◆ **Assignment**
Nothing but the lines from the one containing "Every instance of the solid" through the end of the data should be output, each reproduced exactly.

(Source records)
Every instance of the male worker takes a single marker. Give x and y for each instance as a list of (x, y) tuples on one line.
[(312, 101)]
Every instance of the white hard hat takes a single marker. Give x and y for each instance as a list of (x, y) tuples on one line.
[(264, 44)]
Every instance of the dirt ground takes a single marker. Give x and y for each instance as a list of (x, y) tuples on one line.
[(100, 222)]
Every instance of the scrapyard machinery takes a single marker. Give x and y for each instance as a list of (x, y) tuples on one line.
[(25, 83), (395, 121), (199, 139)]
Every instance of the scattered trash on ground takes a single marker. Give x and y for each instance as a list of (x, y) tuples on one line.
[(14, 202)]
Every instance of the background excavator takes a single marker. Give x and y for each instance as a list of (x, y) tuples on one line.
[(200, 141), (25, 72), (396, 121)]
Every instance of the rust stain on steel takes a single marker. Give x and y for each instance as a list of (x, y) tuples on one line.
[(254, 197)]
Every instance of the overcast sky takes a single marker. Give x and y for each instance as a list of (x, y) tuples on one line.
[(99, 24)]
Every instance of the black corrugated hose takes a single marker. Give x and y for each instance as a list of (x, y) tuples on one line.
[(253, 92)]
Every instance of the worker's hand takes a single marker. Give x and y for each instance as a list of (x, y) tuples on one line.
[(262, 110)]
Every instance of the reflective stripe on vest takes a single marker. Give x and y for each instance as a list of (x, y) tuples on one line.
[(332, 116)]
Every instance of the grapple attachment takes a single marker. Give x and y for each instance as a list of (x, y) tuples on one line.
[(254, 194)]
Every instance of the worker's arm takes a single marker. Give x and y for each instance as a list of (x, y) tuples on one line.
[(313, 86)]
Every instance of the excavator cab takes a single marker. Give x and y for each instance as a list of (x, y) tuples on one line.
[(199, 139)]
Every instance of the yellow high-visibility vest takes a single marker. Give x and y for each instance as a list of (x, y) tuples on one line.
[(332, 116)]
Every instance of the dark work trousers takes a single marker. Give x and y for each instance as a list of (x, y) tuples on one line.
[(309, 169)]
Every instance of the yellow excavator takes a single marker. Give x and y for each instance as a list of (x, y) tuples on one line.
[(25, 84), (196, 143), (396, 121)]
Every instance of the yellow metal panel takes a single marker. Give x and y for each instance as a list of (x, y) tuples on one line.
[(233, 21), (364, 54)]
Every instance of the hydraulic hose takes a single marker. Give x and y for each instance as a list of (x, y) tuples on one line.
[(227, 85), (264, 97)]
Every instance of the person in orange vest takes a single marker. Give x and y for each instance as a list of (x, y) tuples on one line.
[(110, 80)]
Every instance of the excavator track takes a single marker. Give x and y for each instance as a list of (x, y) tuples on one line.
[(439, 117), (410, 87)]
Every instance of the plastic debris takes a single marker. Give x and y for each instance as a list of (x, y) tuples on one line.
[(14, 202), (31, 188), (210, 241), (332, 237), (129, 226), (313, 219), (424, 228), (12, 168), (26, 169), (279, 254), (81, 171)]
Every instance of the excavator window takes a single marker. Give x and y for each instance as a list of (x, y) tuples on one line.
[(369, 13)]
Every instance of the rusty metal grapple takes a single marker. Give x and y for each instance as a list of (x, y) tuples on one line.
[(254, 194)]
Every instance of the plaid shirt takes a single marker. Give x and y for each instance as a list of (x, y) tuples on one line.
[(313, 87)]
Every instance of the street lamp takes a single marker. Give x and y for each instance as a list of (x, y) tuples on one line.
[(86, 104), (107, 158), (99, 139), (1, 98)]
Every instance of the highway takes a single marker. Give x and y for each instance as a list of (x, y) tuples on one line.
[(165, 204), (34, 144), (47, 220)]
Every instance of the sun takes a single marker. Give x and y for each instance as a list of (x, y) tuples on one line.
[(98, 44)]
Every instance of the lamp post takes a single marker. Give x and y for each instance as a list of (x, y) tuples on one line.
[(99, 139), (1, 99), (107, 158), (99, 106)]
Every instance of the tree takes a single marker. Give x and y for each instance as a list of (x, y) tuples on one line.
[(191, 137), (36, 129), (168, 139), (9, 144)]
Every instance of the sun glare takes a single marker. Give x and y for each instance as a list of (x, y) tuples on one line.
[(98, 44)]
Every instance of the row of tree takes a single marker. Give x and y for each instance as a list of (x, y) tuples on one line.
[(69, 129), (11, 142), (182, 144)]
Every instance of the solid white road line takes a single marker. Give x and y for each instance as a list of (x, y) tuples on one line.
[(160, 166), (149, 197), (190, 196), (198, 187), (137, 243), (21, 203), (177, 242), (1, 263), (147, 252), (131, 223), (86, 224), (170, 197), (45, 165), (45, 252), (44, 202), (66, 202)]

◆ **Solution to the problem**
Every instance of the solid white road line takes a single marker. Give x and y for each instance as a list of (x, y) tuples on one line.
[(160, 166), (149, 197), (190, 196), (198, 187), (137, 243), (21, 203), (177, 242), (1, 263), (147, 252), (131, 223), (86, 224), (170, 197), (45, 165), (45, 252), (44, 202), (66, 202)]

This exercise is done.